[Some records]
>>>
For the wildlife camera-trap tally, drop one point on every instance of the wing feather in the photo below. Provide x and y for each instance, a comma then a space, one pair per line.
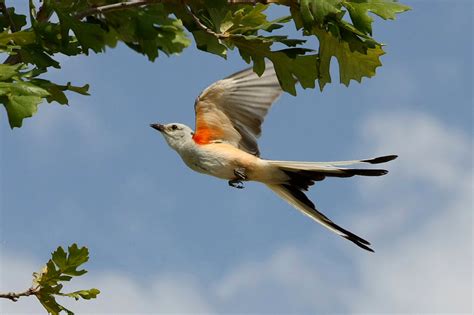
232, 110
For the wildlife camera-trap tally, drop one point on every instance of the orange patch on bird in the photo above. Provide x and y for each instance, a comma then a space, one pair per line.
205, 134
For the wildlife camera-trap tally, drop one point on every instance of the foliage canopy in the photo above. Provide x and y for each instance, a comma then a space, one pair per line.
153, 27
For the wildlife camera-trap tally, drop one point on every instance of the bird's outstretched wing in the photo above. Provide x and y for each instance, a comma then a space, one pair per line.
232, 110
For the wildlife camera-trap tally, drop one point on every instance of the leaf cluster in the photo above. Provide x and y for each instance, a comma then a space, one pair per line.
60, 268
150, 27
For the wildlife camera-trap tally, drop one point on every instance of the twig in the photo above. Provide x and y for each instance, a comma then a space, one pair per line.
15, 296
4, 10
138, 3
115, 7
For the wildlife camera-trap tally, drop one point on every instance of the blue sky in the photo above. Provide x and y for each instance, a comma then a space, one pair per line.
165, 239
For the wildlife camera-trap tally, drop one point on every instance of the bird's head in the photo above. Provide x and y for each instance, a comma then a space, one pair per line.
175, 134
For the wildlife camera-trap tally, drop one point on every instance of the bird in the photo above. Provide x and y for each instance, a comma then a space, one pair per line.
229, 114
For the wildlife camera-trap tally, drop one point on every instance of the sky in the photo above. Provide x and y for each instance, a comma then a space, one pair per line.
166, 240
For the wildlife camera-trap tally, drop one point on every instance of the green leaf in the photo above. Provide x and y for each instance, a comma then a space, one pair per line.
89, 35
61, 267
19, 20
209, 43
85, 294
317, 10
9, 71
359, 9
21, 100
19, 38
353, 65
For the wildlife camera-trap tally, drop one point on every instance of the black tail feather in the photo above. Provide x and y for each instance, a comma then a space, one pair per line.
381, 159
298, 194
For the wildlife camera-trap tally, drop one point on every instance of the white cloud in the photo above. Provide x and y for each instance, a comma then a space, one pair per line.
422, 236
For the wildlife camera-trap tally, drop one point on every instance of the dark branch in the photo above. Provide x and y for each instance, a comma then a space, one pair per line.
4, 10
116, 7
138, 3
15, 296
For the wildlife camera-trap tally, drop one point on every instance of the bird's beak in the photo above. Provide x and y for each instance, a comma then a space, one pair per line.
158, 127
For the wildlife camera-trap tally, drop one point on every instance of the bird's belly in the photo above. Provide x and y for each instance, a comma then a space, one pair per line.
214, 165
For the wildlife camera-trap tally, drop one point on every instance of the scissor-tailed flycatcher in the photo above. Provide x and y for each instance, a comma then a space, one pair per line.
229, 114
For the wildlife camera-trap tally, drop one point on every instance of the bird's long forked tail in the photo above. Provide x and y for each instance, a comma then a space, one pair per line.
301, 175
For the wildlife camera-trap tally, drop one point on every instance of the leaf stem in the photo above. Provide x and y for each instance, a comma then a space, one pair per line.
14, 296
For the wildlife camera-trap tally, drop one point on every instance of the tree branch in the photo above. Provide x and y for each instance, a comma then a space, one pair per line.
138, 3
4, 10
15, 296
115, 7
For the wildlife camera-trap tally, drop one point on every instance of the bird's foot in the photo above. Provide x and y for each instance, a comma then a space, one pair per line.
236, 183
240, 176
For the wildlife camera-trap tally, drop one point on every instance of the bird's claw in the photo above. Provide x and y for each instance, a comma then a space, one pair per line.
240, 173
236, 183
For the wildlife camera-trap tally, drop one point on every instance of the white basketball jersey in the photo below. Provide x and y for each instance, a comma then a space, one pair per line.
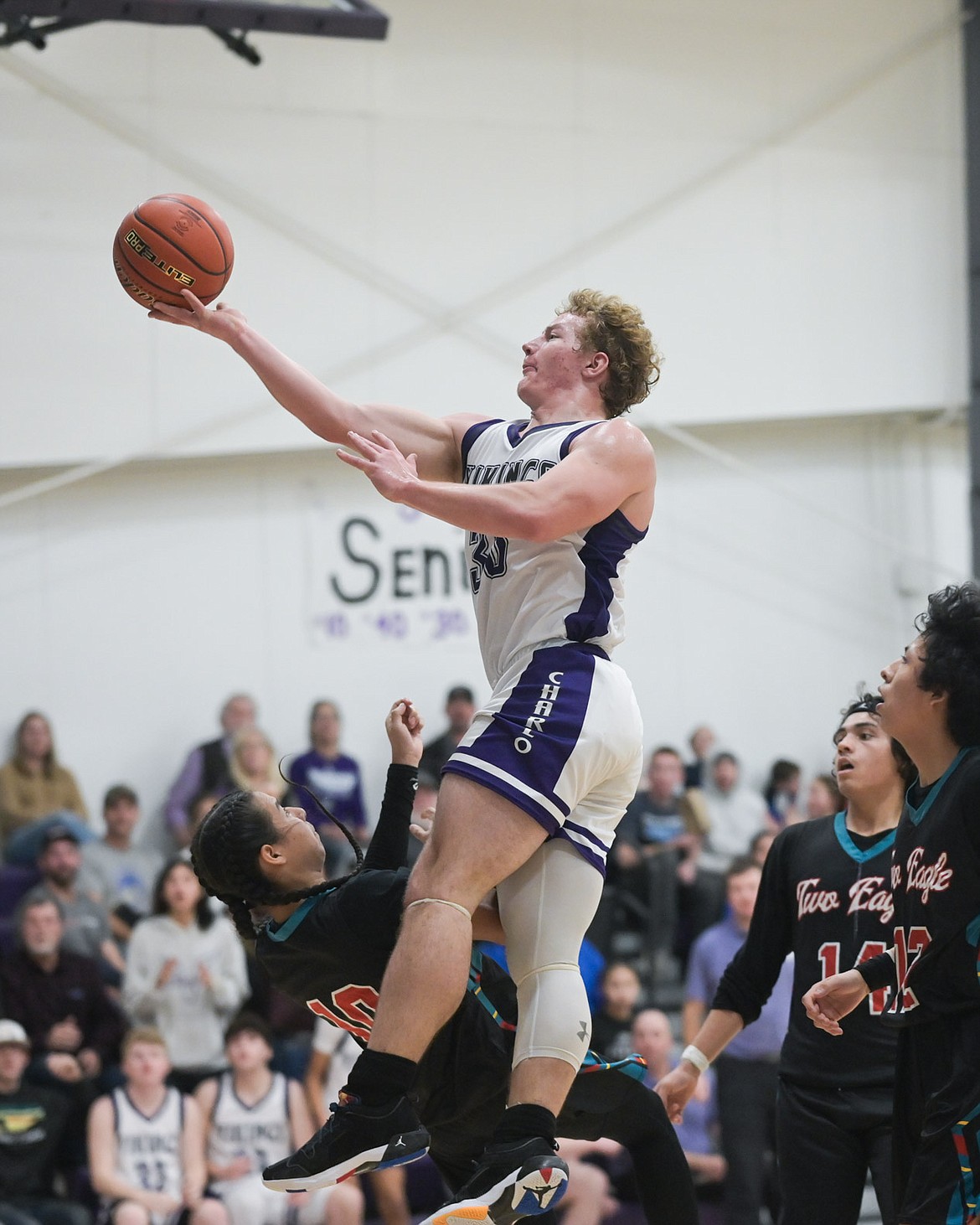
<<<
» **WHAT IS ASKED**
Copy all of the rows above word for word, leaving out the pictures.

» **ANSWER FOR THE TASK**
For the wildlife camera-trap tally, drop one point on every instance of the wing feather in the photo below. Provide x and y for each instance, a comma then a space, one pair per line.
232, 110
For the wildlife camera-trap tally, drop one point on every instance of the orange patch on bird in the photo above. Provide x and y for each instance, a comma then a space, one pair per line.
205, 134
For the wildlife camera-trap tally, drop one point on every instance of the foliage canopy in the photo above. Provide x and y for each instance, a comma then a space, one pair per line.
153, 27
For the wildlife camera-trap tally, drop one point on every instance of the bird's outstretched wing in the photo above. Provide x and y for each instance, a comma then a space, one pair per line.
232, 110
For the wildlife camera-trap tally, drop one point on every instance of the leaf cluster in the photo above. Provide x and y for each instance, a comma then a space, one pair per line.
60, 268
150, 27
For the wildlife camera-trap tally, drop one point on every instance of the twig in the photo above. Provide x and y for each instance, a comma then a space, one pair per line.
15, 296
4, 10
138, 3
115, 7
For the wildlife camera-trap tally, drop one point on every instance of the blue sky in the photo above. Provide x and y for each instance, a comma then a space, one pair per line.
165, 239
For the wildlife camera-trap tally, drop one point on every instance of the bird's head in the photo above. Provide x and y for each instance, a comma then a space, one pair per line.
175, 134
For the wildlife camera-trap tally, drop one point on every instance of the bird in the photo above. Provide x and y for each instance, a comma then a space, one pair per line.
229, 114
For the wildlife camera-trap tally, drop one point on every instance of the sky in the photo above. Provide x and y for each instance, a comma then a space, one pair per line.
166, 240
For the wildlife camera-trap tally, drop one point on every instance of the green leaf in the photo above. Provide x and y for each instance, a comma then a space, one pair per line.
89, 35
61, 267
19, 20
209, 43
85, 294
317, 10
9, 71
359, 9
21, 100
19, 38
353, 65
For the wildlife camera-trap tally, drop one point on every instance of the black tail feather in the photo above. Provide x and y for each instance, a comma then a space, one pair per line.
381, 159
298, 194
For the wildlife camera-trap tally, drop one point on every instance of the white cloud in the photo above. Provide x and y for each instance, a comma then a space, one pair per line.
422, 236
For the wildlife camera-trap tally, drop one point on every instance of the dark branch in the photo above. Provide x and y for each instance, a comma then a space, one pair per line.
4, 10
116, 7
138, 3
15, 296
For the wildlife camera-trap tally, drop one point on every instance of the bird's beak in the photo above. Provide x and y for each instance, a comma then a space, one pair per line.
158, 127
For the wildlife camera-trap tally, drop one point on every instance of the bird's belly in the photo above. Provide x and y for each instance, a comma then a space, one pair per line.
214, 165
For the wildlife camera-trap tally, drop one point on every instance of the scissor-tailed flycatcher in the photo above. Provide x and y for each instance, a comma then a space, one pair per line.
229, 114
For the wildlife camera-trap tally, drop one point on every instance of the bird's long forked tail in the photo above. Provide x and y for each instance, a comma then a space, one pair per line.
301, 175
For the wildlife camera-trap tally, drop one point on every instance of the leaf stem in the photo above. Provide x and y for each instance, a comma then a space, one pair per line.
14, 296
For the wildlife camera-trap tally, drop one point on every instance of the tree branch in the photo above. Provide x and y for each instance, a comma then a space, one pair per line.
138, 3
4, 10
15, 296
115, 7
For the wildlife camera-trap tally, drop one point on every instance of the bird's foot in the photo above. Provide x and y for each instance, a comma then a space, one pair per line.
236, 183
240, 176
For the wildlife camera-trap tally, drop one point on every instance of the bird's claw in the photo above. Provide x and y for each instance, a comma then a space, one pair per line.
240, 173
236, 183
For the wildlife camera-trap tally, drop one point on every instance of the white basketball jersey in the photo below. Provide x and y for each instance, a comma then a space, one pair per line.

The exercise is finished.